### Aangeleverd fragment
Hoeveel reacties er zijn binnengekomen op de voorgestelde wijzigingen is niet bekend. Bij een internetconsultatie voor nieuwe wetgeving kunnen indieners aangeven of de reactie wel of niet door iedereen gezien mag worden. 22 branchegenoten hebben zichtbaar gereageerd en een onbekend aantal heeft gekozen voor beslotenheid. Waaronder brancheorganisatie VRB, dat laat weten daar moverende redenen voor te hebben. Secretaris Irma Brauers laat weten dat ze al weken geleden met een aantal partijen zoeken welke mogelijkheden er zijn voor verbeteringen, op basis waarvan een brief is gestuurd. De voorzichtigheid is volgens Brauers nodig om te voorkomen dat een broedende kip wordt gestoord. De allergrootste zorg van de VRB is namelijk dat de streefdatum van 1 januari 2020 niet gehaald wordt. "Tevens hebben we de nadrukkelijke wens uitgesproken om net zoals in de afgelopen jaren intensief in het professionaliseringstraject betrokken te blijven. We moeten samen de kar trekken, want er is zeker op uitvoeringsniveau nog heel wat werk aan de winkel", aldus Brauers.

### Getoonde gegevens
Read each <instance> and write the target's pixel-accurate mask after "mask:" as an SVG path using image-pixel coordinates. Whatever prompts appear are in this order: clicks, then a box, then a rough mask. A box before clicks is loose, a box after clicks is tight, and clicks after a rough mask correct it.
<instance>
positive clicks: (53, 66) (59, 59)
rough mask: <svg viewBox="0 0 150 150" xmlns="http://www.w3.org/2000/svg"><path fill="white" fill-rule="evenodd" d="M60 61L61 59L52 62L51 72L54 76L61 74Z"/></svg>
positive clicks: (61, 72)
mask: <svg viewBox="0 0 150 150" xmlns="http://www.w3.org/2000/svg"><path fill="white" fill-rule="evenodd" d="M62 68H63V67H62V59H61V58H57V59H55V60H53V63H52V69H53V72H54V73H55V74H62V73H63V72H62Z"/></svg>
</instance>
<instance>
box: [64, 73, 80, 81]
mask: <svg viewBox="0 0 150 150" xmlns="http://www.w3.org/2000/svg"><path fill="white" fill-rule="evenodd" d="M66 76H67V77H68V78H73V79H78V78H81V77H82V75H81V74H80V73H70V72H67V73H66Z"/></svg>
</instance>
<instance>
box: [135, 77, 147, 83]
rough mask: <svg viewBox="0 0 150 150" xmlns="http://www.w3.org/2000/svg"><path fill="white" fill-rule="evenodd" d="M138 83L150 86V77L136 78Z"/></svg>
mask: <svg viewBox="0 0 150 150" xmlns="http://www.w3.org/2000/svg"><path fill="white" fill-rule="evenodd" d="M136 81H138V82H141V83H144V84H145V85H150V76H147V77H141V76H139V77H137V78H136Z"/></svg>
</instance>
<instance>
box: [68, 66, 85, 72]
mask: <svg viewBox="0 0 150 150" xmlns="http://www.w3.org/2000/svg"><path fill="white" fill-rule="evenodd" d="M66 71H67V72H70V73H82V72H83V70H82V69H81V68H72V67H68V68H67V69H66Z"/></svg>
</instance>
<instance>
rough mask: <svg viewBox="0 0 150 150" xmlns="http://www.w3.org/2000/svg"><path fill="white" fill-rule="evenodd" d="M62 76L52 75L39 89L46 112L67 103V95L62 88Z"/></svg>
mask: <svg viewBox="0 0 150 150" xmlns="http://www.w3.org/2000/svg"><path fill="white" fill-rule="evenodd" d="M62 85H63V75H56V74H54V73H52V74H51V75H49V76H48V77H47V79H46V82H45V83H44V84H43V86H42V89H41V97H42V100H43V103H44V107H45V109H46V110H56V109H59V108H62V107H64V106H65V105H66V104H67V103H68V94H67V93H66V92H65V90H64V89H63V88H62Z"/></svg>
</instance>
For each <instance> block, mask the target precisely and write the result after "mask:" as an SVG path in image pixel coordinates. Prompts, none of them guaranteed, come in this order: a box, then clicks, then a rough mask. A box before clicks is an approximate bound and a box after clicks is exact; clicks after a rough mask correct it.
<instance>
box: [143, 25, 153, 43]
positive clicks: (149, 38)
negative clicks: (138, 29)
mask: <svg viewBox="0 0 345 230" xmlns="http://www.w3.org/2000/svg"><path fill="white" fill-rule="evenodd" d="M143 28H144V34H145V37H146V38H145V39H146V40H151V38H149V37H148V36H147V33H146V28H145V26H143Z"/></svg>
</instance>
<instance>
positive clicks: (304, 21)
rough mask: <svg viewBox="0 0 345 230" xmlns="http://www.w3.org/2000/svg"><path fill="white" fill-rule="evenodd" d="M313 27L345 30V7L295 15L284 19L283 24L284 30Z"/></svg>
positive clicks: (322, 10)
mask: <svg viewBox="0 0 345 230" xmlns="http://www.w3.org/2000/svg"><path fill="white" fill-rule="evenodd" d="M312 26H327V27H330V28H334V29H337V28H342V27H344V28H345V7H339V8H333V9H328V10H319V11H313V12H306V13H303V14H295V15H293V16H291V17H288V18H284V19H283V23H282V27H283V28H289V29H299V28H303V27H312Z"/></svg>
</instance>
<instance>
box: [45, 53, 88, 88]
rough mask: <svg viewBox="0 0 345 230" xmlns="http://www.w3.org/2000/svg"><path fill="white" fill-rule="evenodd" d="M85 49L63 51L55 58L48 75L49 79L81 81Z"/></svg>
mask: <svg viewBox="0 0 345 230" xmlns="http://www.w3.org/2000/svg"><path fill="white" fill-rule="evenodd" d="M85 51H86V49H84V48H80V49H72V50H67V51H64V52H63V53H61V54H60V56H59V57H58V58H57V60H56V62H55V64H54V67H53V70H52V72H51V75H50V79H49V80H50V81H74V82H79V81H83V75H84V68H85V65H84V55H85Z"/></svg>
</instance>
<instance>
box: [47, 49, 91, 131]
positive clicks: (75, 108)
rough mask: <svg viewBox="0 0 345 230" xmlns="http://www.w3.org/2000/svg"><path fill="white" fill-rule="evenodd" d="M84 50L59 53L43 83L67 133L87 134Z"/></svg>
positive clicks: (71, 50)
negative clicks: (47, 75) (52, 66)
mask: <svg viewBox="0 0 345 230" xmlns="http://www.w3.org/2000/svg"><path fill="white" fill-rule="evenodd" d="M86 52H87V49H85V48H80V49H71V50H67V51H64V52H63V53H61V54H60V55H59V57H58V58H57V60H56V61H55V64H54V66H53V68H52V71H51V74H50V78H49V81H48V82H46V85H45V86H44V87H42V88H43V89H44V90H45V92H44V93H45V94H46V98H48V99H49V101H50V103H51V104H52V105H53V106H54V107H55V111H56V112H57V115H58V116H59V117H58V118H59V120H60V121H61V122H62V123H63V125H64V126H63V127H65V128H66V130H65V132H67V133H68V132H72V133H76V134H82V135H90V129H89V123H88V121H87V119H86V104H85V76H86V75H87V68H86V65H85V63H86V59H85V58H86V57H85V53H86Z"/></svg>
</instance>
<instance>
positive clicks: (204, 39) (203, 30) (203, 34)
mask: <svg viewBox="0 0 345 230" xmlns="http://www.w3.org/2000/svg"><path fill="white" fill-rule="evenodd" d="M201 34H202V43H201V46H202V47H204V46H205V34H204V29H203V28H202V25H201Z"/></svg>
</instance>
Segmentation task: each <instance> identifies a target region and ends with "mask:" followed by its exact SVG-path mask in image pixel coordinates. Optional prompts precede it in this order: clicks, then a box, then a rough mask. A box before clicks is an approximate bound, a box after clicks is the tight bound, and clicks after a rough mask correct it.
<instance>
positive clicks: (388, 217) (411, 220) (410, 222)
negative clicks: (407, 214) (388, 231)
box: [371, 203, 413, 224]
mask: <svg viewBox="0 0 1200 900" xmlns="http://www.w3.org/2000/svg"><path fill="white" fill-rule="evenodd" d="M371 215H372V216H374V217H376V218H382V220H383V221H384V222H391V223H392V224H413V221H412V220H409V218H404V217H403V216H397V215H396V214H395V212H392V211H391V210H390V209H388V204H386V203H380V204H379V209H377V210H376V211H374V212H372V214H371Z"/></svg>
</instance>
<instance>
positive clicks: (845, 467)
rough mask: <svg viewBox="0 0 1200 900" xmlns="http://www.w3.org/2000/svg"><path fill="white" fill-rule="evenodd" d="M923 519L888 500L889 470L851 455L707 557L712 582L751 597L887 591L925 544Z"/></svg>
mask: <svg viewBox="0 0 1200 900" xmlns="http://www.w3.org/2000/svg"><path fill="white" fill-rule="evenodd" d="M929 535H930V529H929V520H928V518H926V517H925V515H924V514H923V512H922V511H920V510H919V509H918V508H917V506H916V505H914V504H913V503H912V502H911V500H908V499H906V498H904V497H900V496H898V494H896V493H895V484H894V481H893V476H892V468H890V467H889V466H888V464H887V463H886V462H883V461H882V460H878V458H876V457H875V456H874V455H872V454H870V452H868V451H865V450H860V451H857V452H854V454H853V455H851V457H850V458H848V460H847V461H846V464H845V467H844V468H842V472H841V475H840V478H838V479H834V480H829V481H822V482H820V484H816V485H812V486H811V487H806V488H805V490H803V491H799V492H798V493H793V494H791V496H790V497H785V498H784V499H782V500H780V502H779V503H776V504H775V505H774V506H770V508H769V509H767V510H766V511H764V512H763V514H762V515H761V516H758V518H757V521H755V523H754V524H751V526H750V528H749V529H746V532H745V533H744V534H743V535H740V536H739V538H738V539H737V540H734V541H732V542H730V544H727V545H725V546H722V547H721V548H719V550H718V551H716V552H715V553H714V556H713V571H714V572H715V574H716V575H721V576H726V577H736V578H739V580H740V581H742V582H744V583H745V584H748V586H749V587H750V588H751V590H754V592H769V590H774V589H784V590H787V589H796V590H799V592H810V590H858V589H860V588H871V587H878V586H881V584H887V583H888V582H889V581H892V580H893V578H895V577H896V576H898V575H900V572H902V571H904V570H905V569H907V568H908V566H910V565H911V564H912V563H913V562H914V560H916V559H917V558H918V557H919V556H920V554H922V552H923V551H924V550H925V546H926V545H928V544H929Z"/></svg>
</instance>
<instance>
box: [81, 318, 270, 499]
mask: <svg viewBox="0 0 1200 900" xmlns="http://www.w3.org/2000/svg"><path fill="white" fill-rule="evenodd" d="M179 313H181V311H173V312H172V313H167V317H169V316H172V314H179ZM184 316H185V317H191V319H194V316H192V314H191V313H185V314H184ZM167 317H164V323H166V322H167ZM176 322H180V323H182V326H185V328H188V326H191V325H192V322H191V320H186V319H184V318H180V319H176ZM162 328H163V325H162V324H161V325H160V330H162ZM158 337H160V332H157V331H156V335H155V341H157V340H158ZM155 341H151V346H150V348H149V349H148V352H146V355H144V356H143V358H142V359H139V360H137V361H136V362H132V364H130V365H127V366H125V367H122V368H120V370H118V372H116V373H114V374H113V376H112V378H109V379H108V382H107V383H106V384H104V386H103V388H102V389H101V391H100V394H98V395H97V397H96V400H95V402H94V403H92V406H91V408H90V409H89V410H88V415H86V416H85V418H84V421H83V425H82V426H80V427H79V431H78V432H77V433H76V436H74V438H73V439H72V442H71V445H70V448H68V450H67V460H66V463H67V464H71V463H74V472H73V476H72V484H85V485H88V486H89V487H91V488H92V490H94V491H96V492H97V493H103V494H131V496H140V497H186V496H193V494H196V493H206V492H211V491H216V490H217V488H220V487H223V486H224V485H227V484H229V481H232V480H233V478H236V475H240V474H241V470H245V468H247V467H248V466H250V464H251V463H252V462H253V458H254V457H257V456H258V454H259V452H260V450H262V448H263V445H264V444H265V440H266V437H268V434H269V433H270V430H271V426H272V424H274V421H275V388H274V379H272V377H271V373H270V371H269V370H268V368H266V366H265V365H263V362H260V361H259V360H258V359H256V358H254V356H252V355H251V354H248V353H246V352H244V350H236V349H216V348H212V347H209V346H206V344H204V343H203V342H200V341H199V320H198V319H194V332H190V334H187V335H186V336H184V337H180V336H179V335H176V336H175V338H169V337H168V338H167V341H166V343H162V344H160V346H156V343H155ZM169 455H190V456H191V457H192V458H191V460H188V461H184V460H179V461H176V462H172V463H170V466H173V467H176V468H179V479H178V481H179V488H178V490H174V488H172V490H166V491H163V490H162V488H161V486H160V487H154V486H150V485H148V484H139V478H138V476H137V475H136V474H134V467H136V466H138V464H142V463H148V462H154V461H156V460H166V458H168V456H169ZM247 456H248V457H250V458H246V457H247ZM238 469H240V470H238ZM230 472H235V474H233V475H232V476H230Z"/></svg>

### Opdrachten
• 1. Geef bij elke bewering aan of die overeenkomt met het fragment over de internetconsultatie. Antwoord met ja of nee en citeer letterlijk de woorden uit het fragment die de doorslag geven: (a) 22 branchegenoten hebben zichtbaar gereageerd; (b) het totale aantal reacties op de voorgestelde wijzigingen is bekend; (c) de VRB wil betrokken blijven bij het professionaliseringstraject.
• 2. Zet de alinea uit het fragment over de internetconsultatie die begint met "Hoeveel reacties er zijn binnengekomen" om in een beknopte lijst met de belangrijkste feiten.
• 3. Schrijf een vervolg op het fragment over de internetconsultatie dat aansluit op de laatste zin.
De gegevens spelen hierbij geen enkele rol.

### Antwoorden
• 1.
(a) Ja: "22 branchegenoten hebben zichtbaar gereageerd"
(b) Nee: "Hoeveel reacties er zijn binnengekomen op de voorgestelde wijzigingen is niet bekend."
(c) Ja: "om net zoals in de afgelopen jaren intensief in het professionaliseringstraject betrokken te blijven"

• 2.
- Het totale aantal reacties op de voorgestelde wijzigingen is niet bekend.
- Indieners mogen bij een internetconsultatie kiezen of hun reactie openbaar is.
- 22 branchegenoten hebben zichtbaar gereageerd. Een onbekend aantal heeft voor beslotenheid gekozen, onder wie brancheorganisatie VRB.
- Volgens secretaris Irma Brauers is al weken geleden met een aantal partijen gezocht naar mogelijkheden voor verbeteringen. Op basis daarvan is een brief gestuurd.
- De grootste zorg van de VRB is dat de streefdatum van 1 januari 2020 niet wordt gehaald.
- De VRB wil intensief betrokken blijven bij het professionaliseringstraject, omdat er op uitvoeringsniveau nog veel werk te doen is.

• 3.
BOVAG

Van de brancheorganisaties reageert BOVAG het meest inhoudelijk. BOVAG is over een aantal zaken te spreken tot zeer te spreken. "Zo juichen wij het toe dat het opleidingsniveau om zonder geschiktheidstoets een examen rijinstructeur te kunnen aanvragen, wordt verhoogd naar minimaal vmbo-tl of vmbo-gl. Daarnaast kunnen wij ons vinden in het voorstel dat het aantal praktijkbegeleidingen wordt beperkt tot één maal in de vijf jaar en dat er voldoende herkansingsmogelijkheden worden geboden via het educatieve traject. Dat daarbij tegelijkertijd rekening wordt gehouden met het onaantrekkelijk maken van het herintrederstraject als uitwijkmogelijkheid voor de praktijkbegeleiding is een verstandige aanpassing."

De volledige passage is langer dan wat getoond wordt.